* Problem to solve:
Which lines in the records below contain the string 'single'? Identify and copy each of them in full. Uppercase and lowercase count as different.

[Records from a point labeling set]
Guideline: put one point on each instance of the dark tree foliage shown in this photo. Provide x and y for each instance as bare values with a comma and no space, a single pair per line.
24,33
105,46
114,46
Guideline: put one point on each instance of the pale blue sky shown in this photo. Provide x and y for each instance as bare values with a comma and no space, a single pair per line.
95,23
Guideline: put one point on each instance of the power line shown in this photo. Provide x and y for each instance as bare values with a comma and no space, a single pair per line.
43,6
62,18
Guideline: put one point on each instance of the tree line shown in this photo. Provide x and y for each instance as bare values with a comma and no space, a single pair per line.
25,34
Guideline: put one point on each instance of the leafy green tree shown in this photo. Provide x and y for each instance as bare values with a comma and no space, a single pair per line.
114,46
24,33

--

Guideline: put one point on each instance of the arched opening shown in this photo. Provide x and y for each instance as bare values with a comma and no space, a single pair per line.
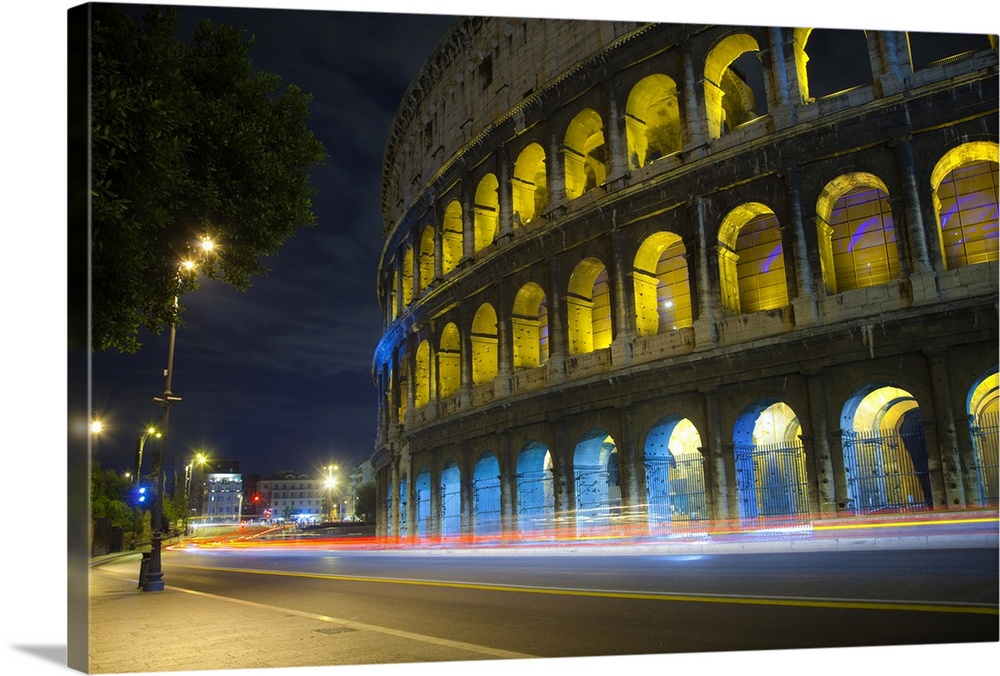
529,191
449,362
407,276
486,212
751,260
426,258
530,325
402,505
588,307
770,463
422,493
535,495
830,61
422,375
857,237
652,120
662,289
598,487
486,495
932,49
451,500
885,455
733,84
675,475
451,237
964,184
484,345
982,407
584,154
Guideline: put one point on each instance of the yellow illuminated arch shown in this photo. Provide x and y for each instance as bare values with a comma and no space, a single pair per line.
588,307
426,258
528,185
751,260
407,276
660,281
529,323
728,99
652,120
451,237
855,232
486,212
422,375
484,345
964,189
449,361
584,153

* Result of the task:
Guideline: put one point on each instance of the dark tree foliage shown in this photo. Provide x and y for each instance as bare values with a comma and no space, a single pair per line.
Guideline: put one point on each instance of the pale blue sky shown in this photo. Provide x and y for each instance as bare values with a comma and no space, a single pair per line.
Guideline: put one point on each instance of the power line shown in this photo. Provide x and y for each instance as bare values with a comma and no space, a single pair per line.
Guideline: put one point on each instance of the tree line shown in this photo. Provide x and y for each instance as bare values with a comma and no space, a single pair per line.
Guideline: put one point on each instance of the leafy green tree shown in this photo. Provide x and y for each instance as bare values with a comma and no space, a single pair per line.
Guideline: put one point on each instance of the arched opening shown in this photo. Provide x and y for each instance as bare values with a comma and no space, a single pair per line.
Guideline: put one point on each instance of the yellow illuminated arch shown in this photo. Provide x and y for each instance as bare values with a comma and no space, a single pair per line.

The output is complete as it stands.